** Problem description **
Each line of the material must appear again in the answer, exactly.

** Provided entries **
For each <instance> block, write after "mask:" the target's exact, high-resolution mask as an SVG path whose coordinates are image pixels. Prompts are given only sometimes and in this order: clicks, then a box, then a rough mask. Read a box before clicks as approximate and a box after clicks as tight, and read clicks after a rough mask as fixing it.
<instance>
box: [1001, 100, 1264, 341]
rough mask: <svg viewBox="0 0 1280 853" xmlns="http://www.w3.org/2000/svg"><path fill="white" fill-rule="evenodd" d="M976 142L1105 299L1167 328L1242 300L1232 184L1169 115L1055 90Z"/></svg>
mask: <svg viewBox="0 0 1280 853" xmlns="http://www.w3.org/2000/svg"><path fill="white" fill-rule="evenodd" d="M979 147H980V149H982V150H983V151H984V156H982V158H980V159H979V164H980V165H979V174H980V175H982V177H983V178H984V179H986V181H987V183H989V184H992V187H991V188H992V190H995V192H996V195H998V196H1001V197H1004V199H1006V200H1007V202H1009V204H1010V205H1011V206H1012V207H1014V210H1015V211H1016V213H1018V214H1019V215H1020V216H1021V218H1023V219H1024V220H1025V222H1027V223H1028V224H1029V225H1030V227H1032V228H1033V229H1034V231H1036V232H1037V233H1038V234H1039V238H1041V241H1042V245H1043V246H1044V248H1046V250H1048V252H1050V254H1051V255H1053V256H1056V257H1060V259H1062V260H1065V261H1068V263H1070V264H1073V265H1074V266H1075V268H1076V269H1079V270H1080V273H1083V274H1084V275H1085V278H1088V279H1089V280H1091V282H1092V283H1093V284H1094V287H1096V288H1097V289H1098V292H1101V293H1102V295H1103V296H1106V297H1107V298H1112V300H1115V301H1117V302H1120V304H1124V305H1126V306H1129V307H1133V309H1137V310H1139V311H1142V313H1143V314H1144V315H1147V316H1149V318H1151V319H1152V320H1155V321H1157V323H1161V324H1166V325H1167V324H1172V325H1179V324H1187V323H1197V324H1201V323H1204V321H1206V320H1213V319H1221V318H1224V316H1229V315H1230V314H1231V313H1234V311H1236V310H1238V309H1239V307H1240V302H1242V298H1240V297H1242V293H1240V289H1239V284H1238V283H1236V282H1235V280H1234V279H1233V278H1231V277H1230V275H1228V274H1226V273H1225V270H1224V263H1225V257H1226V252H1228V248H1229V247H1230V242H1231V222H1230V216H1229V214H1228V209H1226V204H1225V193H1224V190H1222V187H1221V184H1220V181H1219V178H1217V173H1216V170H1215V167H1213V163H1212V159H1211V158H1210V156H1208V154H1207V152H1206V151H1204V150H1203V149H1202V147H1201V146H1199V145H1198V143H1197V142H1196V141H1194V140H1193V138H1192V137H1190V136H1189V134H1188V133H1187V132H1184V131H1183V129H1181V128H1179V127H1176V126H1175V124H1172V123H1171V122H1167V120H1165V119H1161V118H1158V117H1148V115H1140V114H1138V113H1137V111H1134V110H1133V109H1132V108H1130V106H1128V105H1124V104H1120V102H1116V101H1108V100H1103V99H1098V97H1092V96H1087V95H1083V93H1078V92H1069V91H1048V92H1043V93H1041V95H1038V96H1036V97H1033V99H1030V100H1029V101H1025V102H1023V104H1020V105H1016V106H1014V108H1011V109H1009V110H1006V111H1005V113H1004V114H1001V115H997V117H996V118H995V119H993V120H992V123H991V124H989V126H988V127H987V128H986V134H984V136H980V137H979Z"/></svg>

** Output for this exercise **
For each <instance> block, write after "mask:" the target's exact, high-resolution mask as an SVG path whose coordinates are image pixels. Prompts are given only sometimes and in this order: clicks, then a box, then a rough mask. Read a box before clicks as approximate and a box after clicks as tight, and read clicks after a rough mask as fixing it.
<instance>
box: [1001, 100, 1264, 341]
rough mask: <svg viewBox="0 0 1280 853" xmlns="http://www.w3.org/2000/svg"><path fill="white" fill-rule="evenodd" d="M976 142L1105 299L1167 328L1242 300L1232 184L1169 115L1055 90Z"/></svg>
mask: <svg viewBox="0 0 1280 853" xmlns="http://www.w3.org/2000/svg"><path fill="white" fill-rule="evenodd" d="M979 147H980V149H982V150H983V151H984V156H982V158H980V159H979V164H980V165H979V174H980V175H982V177H983V178H984V179H986V181H987V183H989V184H992V187H991V188H992V190H995V192H996V195H998V196H1001V197H1004V199H1006V200H1007V202H1009V204H1010V205H1011V206H1012V207H1014V210H1015V211H1016V213H1018V214H1019V215H1020V216H1021V218H1023V219H1024V220H1025V222H1027V223H1028V224H1029V225H1030V227H1032V228H1033V229H1034V231H1036V232H1037V233H1038V234H1039V238H1041V241H1042V245H1043V246H1044V248H1046V250H1048V252H1050V254H1051V255H1053V256H1056V257H1060V259H1062V260H1065V261H1068V263H1070V264H1073V265H1074V266H1075V268H1076V269H1079V270H1080V273H1083V274H1084V275H1085V278H1088V279H1089V280H1091V282H1092V283H1093V284H1094V287H1096V288H1097V289H1098V292H1101V293H1102V295H1103V296H1106V297H1107V298H1112V300H1115V301H1117V302H1120V304H1124V305H1126V306H1129V307H1133V309H1137V310H1139V311H1142V313H1143V314H1144V315H1147V316H1149V318H1151V319H1152V320H1155V321H1157V323H1161V324H1166V325H1167V324H1172V325H1179V324H1187V323H1197V324H1201V323H1204V321H1206V320H1213V319H1221V318H1224V316H1229V315H1230V314H1231V313H1234V311H1236V310H1238V309H1239V307H1240V302H1242V298H1240V297H1242V293H1240V289H1239V284H1238V283H1236V282H1235V280H1234V279H1233V278H1231V277H1230V275H1228V274H1226V273H1225V270H1224V263H1225V257H1226V252H1228V248H1229V247H1230V242H1231V222H1230V216H1229V214H1228V209H1226V204H1225V193H1224V190H1222V187H1221V184H1220V181H1219V178H1217V173H1216V170H1215V167H1213V163H1212V159H1211V158H1210V156H1208V154H1207V152H1206V151H1204V150H1203V149H1202V147H1201V146H1199V145H1198V143H1197V142H1196V141H1194V140H1193V138H1192V137H1190V136H1189V134H1188V133H1187V132H1184V131H1183V129H1181V128H1179V127H1176V126H1175V124H1172V123H1171V122H1167V120H1165V119H1161V118H1158V117H1148V115H1140V114H1138V113H1137V111H1134V110H1133V109H1132V108H1130V106H1128V105H1124V104H1120V102H1116V101H1108V100H1103V99H1098V97H1092V96H1087V95H1083V93H1078V92H1069V91H1048V92H1043V93H1041V95H1038V96H1036V97H1033V99H1030V100H1029V101H1025V102H1023V104H1020V105H1016V106H1014V108H1011V109H1009V110H1006V111H1005V113H1004V114H1001V115H997V117H996V118H995V119H993V120H992V123H991V124H989V126H988V127H987V128H986V134H984V136H980V137H979Z"/></svg>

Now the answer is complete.